Liu et al. [46] proposed that the polar functional groups on the surface of hydrochars could enhance particle attraction force, such as hydrogen bonds and van der Waal’s force. Common polar functional groups contain oxygen, such as hydroxyl, carboxyl, and carbonyl groups. Lemon Hydrochar had significantly higher oxygen concentration (26.8 wt%) than Charcoal 1 (6.5 wt%) and Charcoal 2 (4.2 wt%), which implies larger amount of oxygen-containing polar functional groups in hydrochar compared to both charcoals. This might be another explanation of higher bonding strength among hydrochar particles compared to the two charcoals.
Finer PSD did not improve charcoal briquette’s strength since the drop test performance of BR-C1, which consisted of coarser Charcoal 1 powder, was better than BR-C2, made from finer Charcoal 2 powder. One reason could be that the starch that had been added in Charcoal 1 during densification process acted as an additional binder for BR-C1 (1.7 wt% in Charcoal 1 [51]). Another reason could be that since Charcoal 2 has a lower density than Charcoal 1, there would be a greater number of particles of Charcoal 2 in BR-C2 than Charcoal 1 in BR-C1 given the same weight of charcoal powder in both briquettes. However, as discussed above, the bonding between charcoal particles was very weak and stronger bonding was only developed at connections with binder particles. Given that the amount of binder particles was approximately the same in both charcoal briquettes, there were more charcoal particles in BR-C2 that were unattached to the binder than in BR-C1. This could have led to a worse drop test performance of BR-C2 compared to BR-C1.
----
## Given request
Answer these questions from the passage on hydrochar and charcoal briquettes:
(a) What oxygen concentration did Lemon Hydrochar have?
(b) How much starch was in Charcoal 1?
(c) Which briquette performed better in the drop test, BR-C1 or BR-C2?
The items after this point come from a separate source.

(Saved entries)
----
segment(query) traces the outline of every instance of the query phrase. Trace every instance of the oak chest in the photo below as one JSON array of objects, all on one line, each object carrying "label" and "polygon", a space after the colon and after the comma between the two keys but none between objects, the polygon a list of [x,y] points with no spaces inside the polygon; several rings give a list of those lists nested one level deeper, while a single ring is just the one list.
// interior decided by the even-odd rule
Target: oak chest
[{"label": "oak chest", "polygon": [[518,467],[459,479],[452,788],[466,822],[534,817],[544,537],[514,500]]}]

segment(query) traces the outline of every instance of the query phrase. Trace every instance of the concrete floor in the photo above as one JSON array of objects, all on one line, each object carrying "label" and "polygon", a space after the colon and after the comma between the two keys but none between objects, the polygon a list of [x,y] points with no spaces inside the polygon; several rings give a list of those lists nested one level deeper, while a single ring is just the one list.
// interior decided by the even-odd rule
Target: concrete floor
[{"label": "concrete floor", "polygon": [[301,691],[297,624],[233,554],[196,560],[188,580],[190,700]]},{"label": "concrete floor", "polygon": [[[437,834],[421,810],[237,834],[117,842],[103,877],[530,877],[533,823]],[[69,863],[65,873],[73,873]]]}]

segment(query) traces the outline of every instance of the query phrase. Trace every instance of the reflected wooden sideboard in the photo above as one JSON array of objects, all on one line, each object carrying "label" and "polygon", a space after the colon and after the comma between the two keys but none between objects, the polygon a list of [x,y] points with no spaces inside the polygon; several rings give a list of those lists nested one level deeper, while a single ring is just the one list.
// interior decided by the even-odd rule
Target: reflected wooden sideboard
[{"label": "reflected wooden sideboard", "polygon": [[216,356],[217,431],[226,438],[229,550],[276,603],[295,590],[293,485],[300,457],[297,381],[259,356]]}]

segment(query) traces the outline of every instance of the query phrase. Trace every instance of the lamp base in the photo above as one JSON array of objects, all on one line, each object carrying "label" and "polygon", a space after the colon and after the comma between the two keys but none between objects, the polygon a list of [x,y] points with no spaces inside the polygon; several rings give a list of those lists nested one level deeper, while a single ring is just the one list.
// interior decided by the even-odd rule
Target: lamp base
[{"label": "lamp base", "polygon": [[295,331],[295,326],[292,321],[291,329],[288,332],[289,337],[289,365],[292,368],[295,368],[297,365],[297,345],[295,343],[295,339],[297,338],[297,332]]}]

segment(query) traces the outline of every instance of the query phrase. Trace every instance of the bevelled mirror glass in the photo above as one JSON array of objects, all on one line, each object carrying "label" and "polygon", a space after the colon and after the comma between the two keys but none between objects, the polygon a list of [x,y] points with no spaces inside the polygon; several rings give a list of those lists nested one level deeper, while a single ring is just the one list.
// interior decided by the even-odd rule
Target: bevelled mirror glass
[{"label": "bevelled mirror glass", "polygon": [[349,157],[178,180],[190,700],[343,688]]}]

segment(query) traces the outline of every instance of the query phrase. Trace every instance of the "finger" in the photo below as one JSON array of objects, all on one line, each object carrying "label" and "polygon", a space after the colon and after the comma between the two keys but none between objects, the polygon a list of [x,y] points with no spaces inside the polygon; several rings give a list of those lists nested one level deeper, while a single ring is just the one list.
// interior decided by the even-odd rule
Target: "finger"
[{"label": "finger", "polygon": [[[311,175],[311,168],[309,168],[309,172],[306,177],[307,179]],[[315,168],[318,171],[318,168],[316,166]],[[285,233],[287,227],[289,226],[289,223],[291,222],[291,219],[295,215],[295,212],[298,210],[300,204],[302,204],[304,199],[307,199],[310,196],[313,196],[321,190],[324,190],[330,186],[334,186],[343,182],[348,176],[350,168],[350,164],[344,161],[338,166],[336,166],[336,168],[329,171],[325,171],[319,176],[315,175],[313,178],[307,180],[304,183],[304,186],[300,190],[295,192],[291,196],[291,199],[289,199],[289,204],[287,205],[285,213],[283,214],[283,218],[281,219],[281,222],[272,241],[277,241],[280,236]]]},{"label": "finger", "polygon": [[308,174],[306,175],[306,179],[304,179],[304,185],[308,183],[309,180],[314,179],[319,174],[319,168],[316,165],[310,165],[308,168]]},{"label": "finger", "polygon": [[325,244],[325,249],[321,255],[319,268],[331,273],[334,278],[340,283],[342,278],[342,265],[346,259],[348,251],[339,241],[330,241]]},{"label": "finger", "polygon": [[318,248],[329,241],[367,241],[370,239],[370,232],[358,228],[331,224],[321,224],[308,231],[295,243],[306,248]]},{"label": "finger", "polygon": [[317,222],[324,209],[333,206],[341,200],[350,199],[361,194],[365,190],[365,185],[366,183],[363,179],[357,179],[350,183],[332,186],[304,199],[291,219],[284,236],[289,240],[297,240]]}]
----
## Correct output
(a) 26.8 wt%
(b) 1.7 wt%
(c) BR-C1